Task to carry out: Retype each of the items below word for word, and leave the pictures out of your copy.

Supplied data:
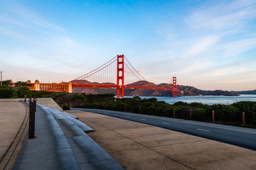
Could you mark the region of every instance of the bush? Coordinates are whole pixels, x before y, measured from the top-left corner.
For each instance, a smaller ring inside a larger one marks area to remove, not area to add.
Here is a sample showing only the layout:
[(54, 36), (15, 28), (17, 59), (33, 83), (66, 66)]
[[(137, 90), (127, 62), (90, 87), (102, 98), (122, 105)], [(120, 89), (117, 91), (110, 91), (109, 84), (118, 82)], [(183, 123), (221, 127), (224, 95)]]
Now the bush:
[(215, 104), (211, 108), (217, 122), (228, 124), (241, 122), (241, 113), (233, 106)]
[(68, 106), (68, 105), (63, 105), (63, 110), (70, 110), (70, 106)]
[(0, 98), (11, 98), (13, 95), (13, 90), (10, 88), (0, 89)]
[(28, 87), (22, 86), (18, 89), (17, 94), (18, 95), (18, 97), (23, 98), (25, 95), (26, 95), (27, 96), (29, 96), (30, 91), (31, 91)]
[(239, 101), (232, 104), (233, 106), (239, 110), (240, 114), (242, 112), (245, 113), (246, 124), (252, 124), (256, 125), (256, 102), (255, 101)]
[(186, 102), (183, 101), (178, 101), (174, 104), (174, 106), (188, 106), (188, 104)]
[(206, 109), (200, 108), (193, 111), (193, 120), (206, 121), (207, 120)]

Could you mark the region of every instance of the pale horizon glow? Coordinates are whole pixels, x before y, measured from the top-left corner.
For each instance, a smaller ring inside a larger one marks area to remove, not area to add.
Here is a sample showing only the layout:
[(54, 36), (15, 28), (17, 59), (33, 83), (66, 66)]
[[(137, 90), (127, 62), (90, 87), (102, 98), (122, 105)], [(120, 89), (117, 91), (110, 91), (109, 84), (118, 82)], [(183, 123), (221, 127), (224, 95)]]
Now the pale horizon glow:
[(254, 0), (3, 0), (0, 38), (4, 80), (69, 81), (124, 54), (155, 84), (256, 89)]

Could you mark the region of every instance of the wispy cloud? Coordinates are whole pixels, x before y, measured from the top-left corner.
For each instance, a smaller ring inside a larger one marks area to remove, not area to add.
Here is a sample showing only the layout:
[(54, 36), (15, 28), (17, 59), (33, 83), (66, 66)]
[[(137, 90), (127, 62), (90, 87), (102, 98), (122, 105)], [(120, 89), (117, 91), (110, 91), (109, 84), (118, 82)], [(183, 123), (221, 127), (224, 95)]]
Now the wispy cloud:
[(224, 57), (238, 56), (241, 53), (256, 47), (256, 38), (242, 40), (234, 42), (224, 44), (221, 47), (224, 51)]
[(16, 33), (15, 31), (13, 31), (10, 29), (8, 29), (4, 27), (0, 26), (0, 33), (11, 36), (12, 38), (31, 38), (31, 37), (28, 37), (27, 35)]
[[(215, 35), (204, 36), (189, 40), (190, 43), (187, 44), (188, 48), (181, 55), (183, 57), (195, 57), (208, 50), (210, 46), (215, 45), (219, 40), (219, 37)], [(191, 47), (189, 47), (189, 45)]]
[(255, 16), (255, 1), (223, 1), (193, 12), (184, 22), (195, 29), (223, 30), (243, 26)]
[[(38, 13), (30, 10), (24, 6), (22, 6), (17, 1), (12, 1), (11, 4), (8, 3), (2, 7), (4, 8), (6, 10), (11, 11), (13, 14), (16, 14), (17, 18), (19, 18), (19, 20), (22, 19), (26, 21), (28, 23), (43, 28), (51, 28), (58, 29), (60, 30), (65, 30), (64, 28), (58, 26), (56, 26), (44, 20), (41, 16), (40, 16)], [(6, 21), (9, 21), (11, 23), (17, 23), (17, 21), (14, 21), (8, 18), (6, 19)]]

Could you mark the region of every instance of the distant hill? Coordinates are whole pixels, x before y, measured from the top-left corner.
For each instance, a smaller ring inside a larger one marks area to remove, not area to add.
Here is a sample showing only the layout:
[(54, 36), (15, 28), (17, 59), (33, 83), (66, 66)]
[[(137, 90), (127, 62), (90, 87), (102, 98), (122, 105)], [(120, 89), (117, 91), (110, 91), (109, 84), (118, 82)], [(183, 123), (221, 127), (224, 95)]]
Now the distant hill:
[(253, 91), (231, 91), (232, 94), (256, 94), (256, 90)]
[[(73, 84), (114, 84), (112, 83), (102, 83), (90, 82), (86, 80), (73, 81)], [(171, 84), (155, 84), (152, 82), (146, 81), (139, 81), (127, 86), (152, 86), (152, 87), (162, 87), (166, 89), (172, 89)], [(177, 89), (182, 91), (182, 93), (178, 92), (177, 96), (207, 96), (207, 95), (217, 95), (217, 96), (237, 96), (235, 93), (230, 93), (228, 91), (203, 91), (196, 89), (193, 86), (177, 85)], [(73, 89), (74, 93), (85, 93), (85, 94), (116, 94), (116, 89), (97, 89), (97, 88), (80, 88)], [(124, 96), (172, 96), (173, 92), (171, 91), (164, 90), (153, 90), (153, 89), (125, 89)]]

Full answer:
Could you mark the region of every instance of the bush? Coordinates are whole pixels, x before y, measured from the top-left corner.
For each instance, a smaller ring inside a larger one marks area to remove, not area to add.
Here is a sample showing only the layout:
[(54, 36), (15, 28), (17, 59), (33, 83), (66, 66)]
[[(137, 90), (127, 62), (90, 87), (102, 98), (122, 105)], [(120, 89), (117, 91), (110, 91), (109, 84), (118, 82)], [(183, 123), (221, 127), (224, 95)]]
Now the bush:
[(215, 104), (211, 108), (217, 122), (228, 124), (241, 122), (241, 113), (233, 106)]
[(68, 106), (68, 105), (63, 105), (63, 110), (70, 110), (70, 106)]
[(0, 98), (11, 98), (13, 95), (13, 90), (10, 88), (0, 89)]
[(28, 87), (22, 86), (18, 89), (17, 94), (18, 95), (18, 97), (23, 98), (25, 95), (26, 95), (27, 96), (29, 96), (30, 91), (31, 91)]
[(239, 101), (232, 104), (233, 106), (239, 110), (240, 114), (242, 112), (245, 113), (246, 124), (252, 124), (256, 125), (256, 102), (255, 101)]
[(186, 102), (183, 101), (178, 101), (174, 104), (174, 106), (188, 106), (188, 104)]
[(206, 109), (200, 108), (193, 111), (193, 120), (206, 121), (207, 120)]

Could you mark the region of every instance of the pale horizon glow? Coordinates are whole pixels, x before y, measured from the top-left corner.
For each instance, a smaller ring inside a larger one marks area to remove, not area to add.
Here is a sample showing only the layout:
[(54, 36), (15, 28), (17, 59), (33, 83), (66, 66)]
[[(137, 90), (127, 62), (90, 87), (102, 98), (122, 105)], [(120, 89), (117, 91), (110, 91), (109, 84), (118, 82)], [(183, 123), (221, 127), (224, 95)]]
Now the pale horizon glow:
[(254, 0), (3, 0), (0, 38), (4, 80), (69, 81), (124, 54), (155, 84), (256, 89)]

Could you mark the region of every instance of the wispy cloud? Coordinates are whole pixels, x before y, measured from the top-left corner.
For each instance, a smaller ring inside a larger one marks area to remove, not area to add.
Here is a sample showing only the layout:
[(54, 36), (15, 28), (17, 59), (33, 83), (66, 66)]
[[(137, 90), (127, 62), (90, 87), (102, 98), (122, 105)], [(120, 89), (117, 91), (110, 91), (109, 84), (118, 82)], [(183, 123), (221, 127), (224, 95)]]
Now the wispy cloud:
[(224, 57), (238, 56), (241, 53), (256, 47), (256, 38), (242, 40), (234, 42), (224, 44), (221, 47), (224, 51)]
[(16, 33), (15, 31), (13, 31), (10, 29), (8, 29), (4, 27), (0, 26), (0, 33), (11, 36), (12, 38), (31, 38), (31, 37), (28, 37), (27, 35)]
[[(215, 35), (204, 36), (189, 40), (190, 43), (187, 44), (188, 48), (181, 55), (183, 57), (195, 57), (208, 50), (210, 46), (215, 45), (219, 40), (219, 37)], [(191, 47), (189, 47), (189, 45)]]
[(255, 16), (255, 1), (223, 1), (193, 12), (184, 22), (195, 29), (223, 30), (243, 26)]
[[(38, 13), (30, 10), (24, 6), (22, 6), (17, 1), (12, 1), (11, 4), (8, 3), (2, 7), (4, 8), (6, 10), (11, 11), (13, 14), (16, 14), (17, 18), (19, 18), (19, 20), (22, 19), (26, 21), (28, 23), (43, 28), (51, 28), (58, 29), (60, 30), (65, 30), (64, 28), (58, 26), (56, 26), (44, 20), (41, 16), (40, 16)], [(6, 21), (9, 21), (11, 23), (17, 23), (17, 21), (14, 21), (8, 18), (6, 19)]]

Could you mark the region of every instance of the distant hill? Coordinates are whole pixels, x before y, measured from the top-left corner.
For each instance, a smaller ring inside a larger one marks area to remove, not area to add.
Here is a sample showing only the layout:
[(54, 36), (15, 28), (17, 59), (33, 83), (66, 66)]
[[(137, 90), (127, 62), (90, 87), (102, 98), (122, 105)], [(120, 89), (117, 91), (110, 91), (109, 84), (118, 82)], [(183, 123), (221, 127), (224, 95)]]
Now the distant hill:
[(253, 91), (231, 91), (232, 94), (256, 94), (256, 90)]
[[(73, 84), (114, 84), (112, 83), (102, 83), (90, 82), (86, 80), (73, 81)], [(171, 84), (155, 84), (152, 82), (146, 81), (139, 81), (127, 86), (152, 86), (152, 87), (162, 87), (166, 89), (172, 89)], [(177, 89), (182, 91), (182, 93), (178, 92), (177, 96), (207, 96), (207, 95), (217, 95), (217, 96), (237, 96), (235, 93), (230, 93), (228, 91), (203, 91), (196, 89), (193, 86), (177, 85)], [(73, 89), (74, 93), (85, 93), (85, 94), (116, 94), (116, 89), (97, 89), (97, 88), (80, 88)], [(124, 96), (172, 96), (173, 92), (171, 91), (164, 90), (153, 90), (153, 89), (125, 89)]]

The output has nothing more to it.